PASSAGE PROVIDED:

>>>>

2013-11-03 Thread Ben Newman
This is my first post here, after years of lurking.

I'm the primary author of https://github.com/facebook/regenerator, a
transpiler for ES6 generator functions that was announced on Hacker News
about two weeks ago: https://news.ycombinator.com/item?id=6594207. On the
linked announcement page, there's a live editor that you can use to
experiment with the transformer (and easily report bugs if you find any).

I've been really encouraged by the uptake (328 stars on GitHub, 21 forks, 9
contributors so far) as well as projects that have begun to use it, such as
Alberto Miorin's browserify transform
https://npmjs.org/package/regeneratorify and Nathan Rajlich's wrapper
command http://npmjs.org/package/gnode.

I have two pretty open-ended questions for this group:

   - Given that this tool will become obsolete as more and more engines
   implement ES6 generator functions, how can we maximize its value in the
   meantime? Are there grey areas in the draft spec that can be illuminated?
   Should I spend my time implementing (or getting others to implement)
   await syntax and/or control-flow libraries that leverage generator
   syntax?
   - How would you design a system that selectively delivers transpiled
   code to ES5-capable browsers and native generator code to ES6-capable
   browsers, so that end users will benefit immediately when they upgrade to a
   browser with native support for generators?

Looking forward to any guidance or feedback you feel inspired to share.

Ben

His errors are volitional and are the portals of discovery.

<<<<

WORK REQUIRED: Print the mailing-list post above verbatim, from "await syntax and/or" to "portals of discovery.".

INFORMATION GIVEN:
>>>>

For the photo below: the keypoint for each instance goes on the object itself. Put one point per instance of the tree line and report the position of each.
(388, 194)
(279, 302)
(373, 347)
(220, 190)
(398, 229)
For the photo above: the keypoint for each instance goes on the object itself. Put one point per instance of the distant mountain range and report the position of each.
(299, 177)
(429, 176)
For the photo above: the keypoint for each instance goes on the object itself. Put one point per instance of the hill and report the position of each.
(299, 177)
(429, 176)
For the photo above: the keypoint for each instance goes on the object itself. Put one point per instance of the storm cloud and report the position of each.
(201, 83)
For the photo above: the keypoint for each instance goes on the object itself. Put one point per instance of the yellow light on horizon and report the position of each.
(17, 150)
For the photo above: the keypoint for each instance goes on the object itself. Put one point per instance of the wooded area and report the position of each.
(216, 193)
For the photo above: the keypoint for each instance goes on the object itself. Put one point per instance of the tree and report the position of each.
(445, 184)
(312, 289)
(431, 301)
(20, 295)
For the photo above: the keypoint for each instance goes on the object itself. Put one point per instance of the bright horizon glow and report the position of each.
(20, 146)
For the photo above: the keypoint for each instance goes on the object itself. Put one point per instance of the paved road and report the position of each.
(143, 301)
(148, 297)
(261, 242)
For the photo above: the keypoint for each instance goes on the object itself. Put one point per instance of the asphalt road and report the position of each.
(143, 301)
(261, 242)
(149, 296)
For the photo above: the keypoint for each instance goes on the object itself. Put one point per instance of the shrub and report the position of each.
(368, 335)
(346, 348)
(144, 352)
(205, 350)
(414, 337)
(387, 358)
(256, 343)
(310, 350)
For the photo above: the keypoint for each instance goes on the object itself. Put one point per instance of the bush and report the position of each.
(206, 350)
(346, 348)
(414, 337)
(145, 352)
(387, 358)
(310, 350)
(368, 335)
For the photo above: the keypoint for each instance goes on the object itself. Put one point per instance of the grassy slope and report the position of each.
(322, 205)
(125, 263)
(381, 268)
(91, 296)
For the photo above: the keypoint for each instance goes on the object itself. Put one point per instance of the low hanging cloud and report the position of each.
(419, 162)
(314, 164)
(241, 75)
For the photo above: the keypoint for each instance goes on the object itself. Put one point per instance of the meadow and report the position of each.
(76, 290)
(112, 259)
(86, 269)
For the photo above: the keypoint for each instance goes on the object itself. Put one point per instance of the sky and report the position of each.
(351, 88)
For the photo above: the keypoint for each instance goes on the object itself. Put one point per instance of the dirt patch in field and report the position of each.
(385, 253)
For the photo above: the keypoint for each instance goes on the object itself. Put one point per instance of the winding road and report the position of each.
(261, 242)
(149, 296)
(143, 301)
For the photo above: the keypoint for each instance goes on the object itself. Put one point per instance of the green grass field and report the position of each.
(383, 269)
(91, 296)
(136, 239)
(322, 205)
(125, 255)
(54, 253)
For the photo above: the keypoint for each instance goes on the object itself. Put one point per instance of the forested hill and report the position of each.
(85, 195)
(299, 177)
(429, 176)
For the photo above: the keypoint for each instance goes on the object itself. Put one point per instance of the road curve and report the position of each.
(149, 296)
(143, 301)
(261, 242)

<<<<

REPLY TO THE EXERCISE:
await syntax and/or control-flow libraries that leverage generator
   syntax?
   - How would you design a system that selectively delivers transpiled
   code to ES5-capable browsers and native generator code to ES6-capable
   browsers, so that end users will benefit immediately when they upgrade to a
   browser with native support for generators?

Looking forward to any guidance or feedback you feel inspired to share.

Ben

His errors are volitional and are the portals of discovery.